>> start Stored rows

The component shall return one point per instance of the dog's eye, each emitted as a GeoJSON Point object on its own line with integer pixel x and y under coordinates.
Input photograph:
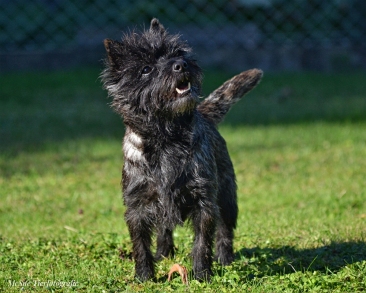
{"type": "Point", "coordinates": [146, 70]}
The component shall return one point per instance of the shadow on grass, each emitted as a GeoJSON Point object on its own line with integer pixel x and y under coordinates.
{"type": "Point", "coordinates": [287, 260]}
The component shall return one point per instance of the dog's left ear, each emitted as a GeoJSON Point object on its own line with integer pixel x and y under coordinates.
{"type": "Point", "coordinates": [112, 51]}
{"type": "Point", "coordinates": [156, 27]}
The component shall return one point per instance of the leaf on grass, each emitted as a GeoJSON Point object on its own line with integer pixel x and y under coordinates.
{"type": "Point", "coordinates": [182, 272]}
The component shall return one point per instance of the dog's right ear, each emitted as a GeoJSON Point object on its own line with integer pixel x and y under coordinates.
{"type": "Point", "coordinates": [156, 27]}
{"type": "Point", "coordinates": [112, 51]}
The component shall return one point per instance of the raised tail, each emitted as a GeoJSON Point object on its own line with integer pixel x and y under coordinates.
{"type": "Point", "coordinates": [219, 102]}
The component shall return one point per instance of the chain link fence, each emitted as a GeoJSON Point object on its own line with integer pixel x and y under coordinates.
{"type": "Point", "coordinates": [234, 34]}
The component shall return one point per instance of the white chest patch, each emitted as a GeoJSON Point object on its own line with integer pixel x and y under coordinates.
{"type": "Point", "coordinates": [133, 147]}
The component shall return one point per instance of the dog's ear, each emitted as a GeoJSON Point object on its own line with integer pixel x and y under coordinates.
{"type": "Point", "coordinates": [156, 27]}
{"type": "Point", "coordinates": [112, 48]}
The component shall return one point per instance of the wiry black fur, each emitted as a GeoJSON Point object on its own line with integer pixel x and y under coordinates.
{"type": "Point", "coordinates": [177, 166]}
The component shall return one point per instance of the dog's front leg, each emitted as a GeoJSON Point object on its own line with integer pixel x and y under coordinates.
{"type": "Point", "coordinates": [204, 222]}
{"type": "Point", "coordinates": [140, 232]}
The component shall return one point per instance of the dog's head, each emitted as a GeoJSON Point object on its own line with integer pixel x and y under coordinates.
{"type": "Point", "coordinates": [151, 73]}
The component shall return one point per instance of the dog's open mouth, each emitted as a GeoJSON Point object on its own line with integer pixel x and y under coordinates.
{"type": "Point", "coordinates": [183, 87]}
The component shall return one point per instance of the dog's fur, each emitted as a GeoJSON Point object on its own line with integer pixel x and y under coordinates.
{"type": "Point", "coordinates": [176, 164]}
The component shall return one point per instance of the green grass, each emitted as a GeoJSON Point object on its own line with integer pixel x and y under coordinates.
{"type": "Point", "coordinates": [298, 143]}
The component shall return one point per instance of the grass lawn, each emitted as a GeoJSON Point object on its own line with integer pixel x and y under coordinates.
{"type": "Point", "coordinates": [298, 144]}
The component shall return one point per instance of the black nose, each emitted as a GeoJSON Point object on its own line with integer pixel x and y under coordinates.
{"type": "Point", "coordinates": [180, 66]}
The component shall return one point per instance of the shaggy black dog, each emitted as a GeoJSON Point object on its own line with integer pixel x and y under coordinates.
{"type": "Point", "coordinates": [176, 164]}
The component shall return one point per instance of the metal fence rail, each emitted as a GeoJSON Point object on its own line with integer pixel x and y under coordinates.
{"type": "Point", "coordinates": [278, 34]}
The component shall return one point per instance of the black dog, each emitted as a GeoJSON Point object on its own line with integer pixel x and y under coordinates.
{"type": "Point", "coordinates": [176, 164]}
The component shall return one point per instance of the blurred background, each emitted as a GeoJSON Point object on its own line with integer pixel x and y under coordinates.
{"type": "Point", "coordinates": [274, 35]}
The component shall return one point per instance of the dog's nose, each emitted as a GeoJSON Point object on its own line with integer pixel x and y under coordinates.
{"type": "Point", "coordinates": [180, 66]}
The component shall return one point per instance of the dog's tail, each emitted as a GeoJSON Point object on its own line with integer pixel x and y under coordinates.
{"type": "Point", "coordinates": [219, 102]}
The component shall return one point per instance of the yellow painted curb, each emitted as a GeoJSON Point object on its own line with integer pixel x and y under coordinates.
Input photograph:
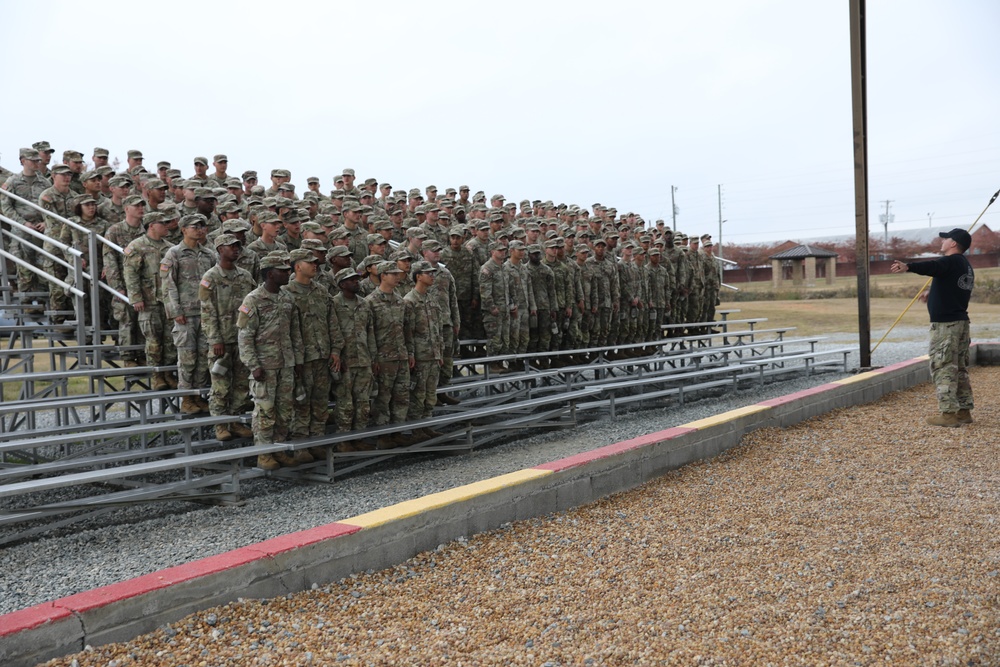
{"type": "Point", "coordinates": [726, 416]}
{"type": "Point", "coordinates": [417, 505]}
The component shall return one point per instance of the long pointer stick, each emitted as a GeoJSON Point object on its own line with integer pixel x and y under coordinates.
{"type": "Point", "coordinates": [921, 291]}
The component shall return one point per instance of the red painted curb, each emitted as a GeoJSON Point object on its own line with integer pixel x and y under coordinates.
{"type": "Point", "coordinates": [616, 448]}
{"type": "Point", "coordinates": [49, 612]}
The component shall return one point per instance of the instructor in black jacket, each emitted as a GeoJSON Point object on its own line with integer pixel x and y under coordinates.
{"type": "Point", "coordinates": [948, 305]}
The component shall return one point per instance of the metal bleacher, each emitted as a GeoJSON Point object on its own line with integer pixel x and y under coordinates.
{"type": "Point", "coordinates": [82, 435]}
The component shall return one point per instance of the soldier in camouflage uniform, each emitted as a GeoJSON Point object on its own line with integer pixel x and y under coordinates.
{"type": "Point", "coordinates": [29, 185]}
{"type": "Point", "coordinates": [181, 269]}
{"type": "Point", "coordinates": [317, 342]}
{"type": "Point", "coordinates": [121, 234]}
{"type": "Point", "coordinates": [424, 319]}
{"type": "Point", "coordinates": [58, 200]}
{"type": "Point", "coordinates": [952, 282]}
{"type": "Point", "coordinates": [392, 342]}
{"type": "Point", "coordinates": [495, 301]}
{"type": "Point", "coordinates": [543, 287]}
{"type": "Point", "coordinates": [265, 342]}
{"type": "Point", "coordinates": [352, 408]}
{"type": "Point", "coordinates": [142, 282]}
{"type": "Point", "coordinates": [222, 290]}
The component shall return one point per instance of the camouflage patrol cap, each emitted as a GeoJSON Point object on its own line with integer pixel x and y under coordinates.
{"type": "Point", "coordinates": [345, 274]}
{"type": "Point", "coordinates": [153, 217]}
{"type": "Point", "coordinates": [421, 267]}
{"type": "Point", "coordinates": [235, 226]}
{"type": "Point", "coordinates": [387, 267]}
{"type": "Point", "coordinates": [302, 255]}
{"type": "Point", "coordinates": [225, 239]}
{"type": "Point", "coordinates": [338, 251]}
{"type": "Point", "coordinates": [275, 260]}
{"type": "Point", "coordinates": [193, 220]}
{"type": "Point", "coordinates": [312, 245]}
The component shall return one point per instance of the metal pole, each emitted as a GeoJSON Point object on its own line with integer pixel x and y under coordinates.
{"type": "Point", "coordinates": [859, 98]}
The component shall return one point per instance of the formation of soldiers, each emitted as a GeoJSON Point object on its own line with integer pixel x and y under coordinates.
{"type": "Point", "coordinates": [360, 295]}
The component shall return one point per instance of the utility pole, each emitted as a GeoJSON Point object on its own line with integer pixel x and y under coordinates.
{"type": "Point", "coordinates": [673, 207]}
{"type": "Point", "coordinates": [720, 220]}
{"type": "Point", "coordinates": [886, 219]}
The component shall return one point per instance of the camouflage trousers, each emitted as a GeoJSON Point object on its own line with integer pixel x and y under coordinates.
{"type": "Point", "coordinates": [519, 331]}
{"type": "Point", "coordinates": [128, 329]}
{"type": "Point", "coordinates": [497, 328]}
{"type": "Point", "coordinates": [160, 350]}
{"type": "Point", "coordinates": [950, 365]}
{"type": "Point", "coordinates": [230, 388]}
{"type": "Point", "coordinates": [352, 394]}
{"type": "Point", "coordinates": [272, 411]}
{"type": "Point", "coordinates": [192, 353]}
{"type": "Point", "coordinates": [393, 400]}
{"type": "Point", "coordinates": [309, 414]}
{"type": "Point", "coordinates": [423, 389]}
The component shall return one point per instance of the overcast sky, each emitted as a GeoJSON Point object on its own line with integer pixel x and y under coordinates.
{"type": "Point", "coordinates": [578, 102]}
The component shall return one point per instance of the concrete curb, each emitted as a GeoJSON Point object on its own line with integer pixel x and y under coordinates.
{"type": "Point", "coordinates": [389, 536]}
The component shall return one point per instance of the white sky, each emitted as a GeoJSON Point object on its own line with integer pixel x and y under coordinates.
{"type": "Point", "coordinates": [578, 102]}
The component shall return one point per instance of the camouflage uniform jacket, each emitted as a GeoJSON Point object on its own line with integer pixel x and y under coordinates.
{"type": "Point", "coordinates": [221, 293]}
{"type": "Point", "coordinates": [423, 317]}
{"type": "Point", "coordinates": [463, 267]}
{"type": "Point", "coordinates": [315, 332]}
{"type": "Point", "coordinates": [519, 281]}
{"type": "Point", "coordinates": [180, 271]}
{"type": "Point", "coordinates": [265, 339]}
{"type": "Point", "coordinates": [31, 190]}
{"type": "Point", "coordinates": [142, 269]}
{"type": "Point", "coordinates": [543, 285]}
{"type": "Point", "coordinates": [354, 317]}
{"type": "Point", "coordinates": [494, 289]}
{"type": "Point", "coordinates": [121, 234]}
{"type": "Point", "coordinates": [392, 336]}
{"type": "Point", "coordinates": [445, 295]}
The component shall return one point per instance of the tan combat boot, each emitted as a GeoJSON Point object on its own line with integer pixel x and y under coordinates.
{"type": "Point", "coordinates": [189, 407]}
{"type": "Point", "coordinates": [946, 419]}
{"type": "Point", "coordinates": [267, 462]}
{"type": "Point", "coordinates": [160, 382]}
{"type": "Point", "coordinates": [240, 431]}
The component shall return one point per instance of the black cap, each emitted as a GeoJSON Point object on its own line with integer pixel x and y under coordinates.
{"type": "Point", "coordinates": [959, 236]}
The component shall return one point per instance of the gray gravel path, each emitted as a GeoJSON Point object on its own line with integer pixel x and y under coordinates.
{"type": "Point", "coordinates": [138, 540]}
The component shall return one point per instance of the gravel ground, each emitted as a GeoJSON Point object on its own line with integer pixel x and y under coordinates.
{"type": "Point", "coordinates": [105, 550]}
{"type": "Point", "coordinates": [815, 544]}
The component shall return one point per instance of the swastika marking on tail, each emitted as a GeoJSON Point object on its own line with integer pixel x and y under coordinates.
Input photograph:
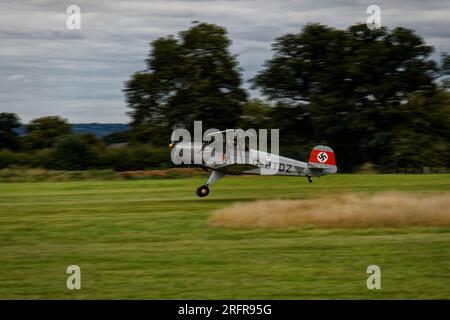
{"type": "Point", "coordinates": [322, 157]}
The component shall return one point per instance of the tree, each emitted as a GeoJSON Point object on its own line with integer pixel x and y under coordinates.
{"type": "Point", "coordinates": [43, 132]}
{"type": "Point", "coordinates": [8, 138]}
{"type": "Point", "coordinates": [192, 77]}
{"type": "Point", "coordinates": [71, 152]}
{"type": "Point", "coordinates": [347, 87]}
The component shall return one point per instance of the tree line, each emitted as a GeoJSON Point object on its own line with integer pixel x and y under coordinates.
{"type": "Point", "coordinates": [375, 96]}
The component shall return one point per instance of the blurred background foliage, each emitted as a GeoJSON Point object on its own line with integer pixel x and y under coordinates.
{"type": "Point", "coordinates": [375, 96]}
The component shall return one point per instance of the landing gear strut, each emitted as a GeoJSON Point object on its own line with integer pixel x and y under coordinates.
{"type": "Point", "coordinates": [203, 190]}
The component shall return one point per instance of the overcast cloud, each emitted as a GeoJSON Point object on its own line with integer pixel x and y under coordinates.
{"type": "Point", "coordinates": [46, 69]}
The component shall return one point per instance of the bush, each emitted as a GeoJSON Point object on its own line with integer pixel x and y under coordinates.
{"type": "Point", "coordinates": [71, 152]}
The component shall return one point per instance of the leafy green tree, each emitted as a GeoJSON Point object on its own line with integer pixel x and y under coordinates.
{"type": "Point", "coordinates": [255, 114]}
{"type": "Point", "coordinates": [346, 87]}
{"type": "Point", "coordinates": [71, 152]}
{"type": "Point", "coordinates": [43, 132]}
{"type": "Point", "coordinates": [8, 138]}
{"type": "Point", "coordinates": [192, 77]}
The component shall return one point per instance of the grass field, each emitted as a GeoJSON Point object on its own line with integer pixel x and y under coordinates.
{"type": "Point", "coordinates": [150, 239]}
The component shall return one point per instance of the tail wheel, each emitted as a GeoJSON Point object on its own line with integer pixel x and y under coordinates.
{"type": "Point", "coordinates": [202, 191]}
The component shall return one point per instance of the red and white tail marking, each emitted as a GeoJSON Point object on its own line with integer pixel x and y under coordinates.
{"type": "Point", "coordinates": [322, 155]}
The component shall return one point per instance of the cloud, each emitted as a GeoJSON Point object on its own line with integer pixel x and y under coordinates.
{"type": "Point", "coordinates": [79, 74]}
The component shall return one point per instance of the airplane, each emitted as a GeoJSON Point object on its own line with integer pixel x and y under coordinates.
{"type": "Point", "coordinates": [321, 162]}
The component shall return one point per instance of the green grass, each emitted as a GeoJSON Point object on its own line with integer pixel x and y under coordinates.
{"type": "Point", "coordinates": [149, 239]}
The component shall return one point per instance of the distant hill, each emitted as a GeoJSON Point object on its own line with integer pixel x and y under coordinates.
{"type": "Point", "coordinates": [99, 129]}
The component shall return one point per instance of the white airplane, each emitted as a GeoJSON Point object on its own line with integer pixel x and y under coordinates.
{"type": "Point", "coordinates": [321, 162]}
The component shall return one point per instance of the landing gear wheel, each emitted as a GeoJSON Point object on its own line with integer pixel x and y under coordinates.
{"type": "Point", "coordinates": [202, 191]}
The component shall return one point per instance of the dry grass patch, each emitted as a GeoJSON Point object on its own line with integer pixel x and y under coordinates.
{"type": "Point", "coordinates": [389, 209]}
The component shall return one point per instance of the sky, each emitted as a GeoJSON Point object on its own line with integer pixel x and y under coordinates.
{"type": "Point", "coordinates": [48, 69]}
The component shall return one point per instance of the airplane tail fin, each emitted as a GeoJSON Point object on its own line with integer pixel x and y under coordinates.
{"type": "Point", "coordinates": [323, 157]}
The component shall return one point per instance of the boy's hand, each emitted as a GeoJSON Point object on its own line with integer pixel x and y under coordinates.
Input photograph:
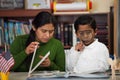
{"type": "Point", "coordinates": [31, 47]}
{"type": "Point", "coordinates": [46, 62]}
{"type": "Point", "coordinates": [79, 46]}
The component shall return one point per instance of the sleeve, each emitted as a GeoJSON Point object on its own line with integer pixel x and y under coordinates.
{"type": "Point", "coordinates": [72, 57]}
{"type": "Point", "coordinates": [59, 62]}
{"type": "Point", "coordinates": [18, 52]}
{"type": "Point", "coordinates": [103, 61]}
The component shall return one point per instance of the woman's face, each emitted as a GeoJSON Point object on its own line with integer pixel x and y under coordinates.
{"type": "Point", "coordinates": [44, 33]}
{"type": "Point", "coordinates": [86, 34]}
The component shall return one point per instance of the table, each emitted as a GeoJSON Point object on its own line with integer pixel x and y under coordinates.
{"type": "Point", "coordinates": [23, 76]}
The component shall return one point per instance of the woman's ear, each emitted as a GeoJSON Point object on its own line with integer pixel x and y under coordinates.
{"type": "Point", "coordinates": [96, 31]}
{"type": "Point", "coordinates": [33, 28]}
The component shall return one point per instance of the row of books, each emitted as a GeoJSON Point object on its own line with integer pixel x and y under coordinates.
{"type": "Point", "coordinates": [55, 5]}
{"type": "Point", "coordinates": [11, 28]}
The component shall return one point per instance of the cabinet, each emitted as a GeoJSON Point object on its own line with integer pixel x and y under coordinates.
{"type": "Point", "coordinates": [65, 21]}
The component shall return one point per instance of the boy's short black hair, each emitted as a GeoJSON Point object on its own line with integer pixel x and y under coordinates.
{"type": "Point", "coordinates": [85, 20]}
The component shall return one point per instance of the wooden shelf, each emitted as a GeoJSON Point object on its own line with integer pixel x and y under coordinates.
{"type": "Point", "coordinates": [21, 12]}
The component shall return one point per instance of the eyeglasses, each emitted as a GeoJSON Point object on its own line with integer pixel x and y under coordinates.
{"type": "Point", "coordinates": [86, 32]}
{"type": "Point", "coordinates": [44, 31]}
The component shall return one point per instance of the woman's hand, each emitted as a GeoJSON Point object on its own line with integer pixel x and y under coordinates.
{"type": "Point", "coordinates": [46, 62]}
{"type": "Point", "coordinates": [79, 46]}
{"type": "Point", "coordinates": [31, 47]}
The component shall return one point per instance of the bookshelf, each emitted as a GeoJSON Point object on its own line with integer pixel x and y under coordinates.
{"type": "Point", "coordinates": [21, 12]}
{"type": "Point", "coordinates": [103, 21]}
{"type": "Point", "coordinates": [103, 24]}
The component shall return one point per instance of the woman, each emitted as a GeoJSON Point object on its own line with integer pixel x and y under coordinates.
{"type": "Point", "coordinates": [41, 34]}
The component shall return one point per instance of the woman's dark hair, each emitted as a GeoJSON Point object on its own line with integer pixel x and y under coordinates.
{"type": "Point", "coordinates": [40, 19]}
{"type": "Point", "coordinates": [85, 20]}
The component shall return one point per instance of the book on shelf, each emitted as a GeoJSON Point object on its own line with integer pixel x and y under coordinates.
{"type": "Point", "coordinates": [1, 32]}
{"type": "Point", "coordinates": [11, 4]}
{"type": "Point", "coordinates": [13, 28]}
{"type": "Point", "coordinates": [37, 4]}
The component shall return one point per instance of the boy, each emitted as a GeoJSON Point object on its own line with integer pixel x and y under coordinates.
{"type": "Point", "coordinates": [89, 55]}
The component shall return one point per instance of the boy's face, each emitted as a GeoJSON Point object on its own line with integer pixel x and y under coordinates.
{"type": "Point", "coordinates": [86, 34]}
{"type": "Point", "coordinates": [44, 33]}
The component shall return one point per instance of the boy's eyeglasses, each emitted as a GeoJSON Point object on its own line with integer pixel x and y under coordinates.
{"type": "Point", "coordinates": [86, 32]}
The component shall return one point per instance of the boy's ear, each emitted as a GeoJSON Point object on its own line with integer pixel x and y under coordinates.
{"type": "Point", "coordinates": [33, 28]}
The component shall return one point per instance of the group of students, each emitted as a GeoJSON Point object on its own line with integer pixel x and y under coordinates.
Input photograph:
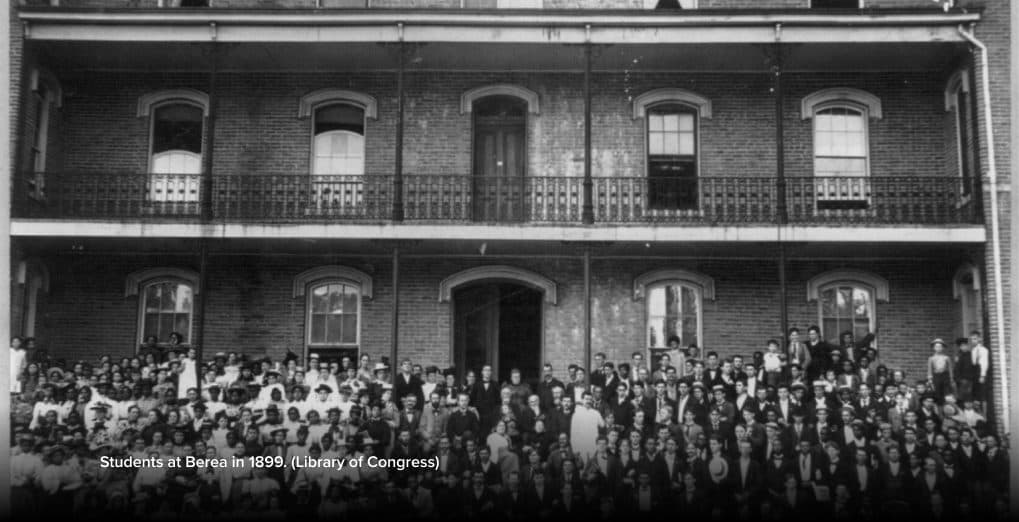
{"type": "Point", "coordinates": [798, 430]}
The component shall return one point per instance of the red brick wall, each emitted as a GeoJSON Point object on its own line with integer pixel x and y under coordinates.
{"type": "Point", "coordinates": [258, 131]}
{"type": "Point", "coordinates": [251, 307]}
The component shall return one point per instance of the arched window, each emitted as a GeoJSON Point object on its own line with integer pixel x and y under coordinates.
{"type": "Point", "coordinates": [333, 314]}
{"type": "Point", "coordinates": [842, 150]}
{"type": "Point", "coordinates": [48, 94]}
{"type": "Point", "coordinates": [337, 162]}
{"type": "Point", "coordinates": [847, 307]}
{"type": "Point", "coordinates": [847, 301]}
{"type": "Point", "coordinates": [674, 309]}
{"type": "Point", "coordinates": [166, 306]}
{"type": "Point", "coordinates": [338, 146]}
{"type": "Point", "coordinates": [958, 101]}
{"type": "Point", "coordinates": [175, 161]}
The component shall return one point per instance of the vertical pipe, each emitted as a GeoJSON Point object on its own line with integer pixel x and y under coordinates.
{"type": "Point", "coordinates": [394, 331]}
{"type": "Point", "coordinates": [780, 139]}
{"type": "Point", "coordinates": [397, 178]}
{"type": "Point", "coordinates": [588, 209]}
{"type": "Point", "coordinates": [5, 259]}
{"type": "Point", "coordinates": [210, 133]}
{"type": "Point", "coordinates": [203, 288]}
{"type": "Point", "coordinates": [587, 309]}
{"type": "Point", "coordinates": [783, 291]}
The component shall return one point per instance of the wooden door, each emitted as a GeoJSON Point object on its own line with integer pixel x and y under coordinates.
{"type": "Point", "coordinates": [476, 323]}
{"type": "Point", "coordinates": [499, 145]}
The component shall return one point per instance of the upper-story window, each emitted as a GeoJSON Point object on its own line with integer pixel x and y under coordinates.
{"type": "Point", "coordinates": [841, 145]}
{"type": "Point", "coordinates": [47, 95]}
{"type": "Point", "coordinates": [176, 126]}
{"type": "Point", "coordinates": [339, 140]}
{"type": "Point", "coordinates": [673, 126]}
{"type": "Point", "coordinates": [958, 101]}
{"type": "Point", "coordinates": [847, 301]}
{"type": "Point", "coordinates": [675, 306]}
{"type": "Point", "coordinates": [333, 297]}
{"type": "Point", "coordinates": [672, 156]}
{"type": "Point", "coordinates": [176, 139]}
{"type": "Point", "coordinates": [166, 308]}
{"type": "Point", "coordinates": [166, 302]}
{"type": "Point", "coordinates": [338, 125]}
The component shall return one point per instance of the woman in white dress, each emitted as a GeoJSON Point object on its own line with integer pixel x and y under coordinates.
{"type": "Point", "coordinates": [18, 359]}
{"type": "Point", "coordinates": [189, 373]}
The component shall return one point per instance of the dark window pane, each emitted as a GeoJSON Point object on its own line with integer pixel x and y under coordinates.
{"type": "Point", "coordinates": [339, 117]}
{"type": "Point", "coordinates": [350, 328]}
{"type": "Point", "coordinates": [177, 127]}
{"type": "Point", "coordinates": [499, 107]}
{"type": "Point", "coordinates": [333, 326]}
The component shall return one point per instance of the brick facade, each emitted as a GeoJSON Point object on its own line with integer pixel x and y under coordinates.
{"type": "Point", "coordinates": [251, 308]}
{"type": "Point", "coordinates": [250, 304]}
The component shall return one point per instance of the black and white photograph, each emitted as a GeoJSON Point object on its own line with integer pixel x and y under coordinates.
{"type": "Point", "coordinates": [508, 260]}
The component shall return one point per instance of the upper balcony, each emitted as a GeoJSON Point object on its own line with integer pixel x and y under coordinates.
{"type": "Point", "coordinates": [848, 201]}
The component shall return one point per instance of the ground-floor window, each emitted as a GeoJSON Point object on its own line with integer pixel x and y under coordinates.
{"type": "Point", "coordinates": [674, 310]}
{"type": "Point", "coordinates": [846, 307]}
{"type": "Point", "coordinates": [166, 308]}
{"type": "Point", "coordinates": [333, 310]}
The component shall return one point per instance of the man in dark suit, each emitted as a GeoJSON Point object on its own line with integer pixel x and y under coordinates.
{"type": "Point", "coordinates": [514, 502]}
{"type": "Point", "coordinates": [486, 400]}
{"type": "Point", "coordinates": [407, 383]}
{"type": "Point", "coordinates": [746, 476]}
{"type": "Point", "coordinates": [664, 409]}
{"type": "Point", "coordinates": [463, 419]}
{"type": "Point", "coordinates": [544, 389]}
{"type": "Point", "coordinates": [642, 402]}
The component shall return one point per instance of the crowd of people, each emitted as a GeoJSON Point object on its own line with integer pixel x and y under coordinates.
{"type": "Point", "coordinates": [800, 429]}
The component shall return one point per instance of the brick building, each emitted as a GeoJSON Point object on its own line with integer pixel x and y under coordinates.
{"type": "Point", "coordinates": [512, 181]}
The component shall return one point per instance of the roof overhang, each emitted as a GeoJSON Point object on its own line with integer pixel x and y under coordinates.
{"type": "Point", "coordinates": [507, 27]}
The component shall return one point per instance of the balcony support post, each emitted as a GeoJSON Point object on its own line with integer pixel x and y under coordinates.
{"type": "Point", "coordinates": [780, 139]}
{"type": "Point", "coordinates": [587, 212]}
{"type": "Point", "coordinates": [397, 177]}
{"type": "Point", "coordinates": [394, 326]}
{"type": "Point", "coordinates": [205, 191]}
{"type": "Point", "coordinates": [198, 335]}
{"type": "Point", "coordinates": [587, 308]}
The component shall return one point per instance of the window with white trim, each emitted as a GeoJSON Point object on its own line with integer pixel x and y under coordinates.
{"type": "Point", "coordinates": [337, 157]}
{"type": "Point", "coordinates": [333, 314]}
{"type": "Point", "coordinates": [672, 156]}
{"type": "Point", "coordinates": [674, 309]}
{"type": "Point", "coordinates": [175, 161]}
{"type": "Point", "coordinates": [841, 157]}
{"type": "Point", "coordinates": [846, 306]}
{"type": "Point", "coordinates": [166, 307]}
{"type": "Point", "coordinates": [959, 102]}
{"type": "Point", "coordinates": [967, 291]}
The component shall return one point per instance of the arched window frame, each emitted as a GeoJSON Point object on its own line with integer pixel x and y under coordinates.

>> end Stored rows

▶ [Given task]
Repeat exactly, and only, the lines from the one containing "The component shall return one point per instance of the balcony" through the end of the material.

▶ [Worked answer]
The component shall return one point per instance of the balcony support post, each emitted as a GeoJSON Point object on its own line with integer pixel x and y under coordinates.
{"type": "Point", "coordinates": [780, 139]}
{"type": "Point", "coordinates": [587, 212]}
{"type": "Point", "coordinates": [397, 177]}
{"type": "Point", "coordinates": [394, 326]}
{"type": "Point", "coordinates": [205, 191]}
{"type": "Point", "coordinates": [198, 335]}
{"type": "Point", "coordinates": [587, 308]}
The component shall return one point per instance of the window with white trim, each emitted as a GeoJSON Point object on its own line with integer pixel x and y under coordinates.
{"type": "Point", "coordinates": [337, 157]}
{"type": "Point", "coordinates": [333, 314]}
{"type": "Point", "coordinates": [672, 156]}
{"type": "Point", "coordinates": [674, 309]}
{"type": "Point", "coordinates": [175, 161]}
{"type": "Point", "coordinates": [841, 157]}
{"type": "Point", "coordinates": [846, 306]}
{"type": "Point", "coordinates": [166, 307]}
{"type": "Point", "coordinates": [959, 102]}
{"type": "Point", "coordinates": [967, 291]}
The component shall return one point per instance of the arched window frame, each emitted as a GeoJSON Point object on its own line with integer pixel x and y under coordinates.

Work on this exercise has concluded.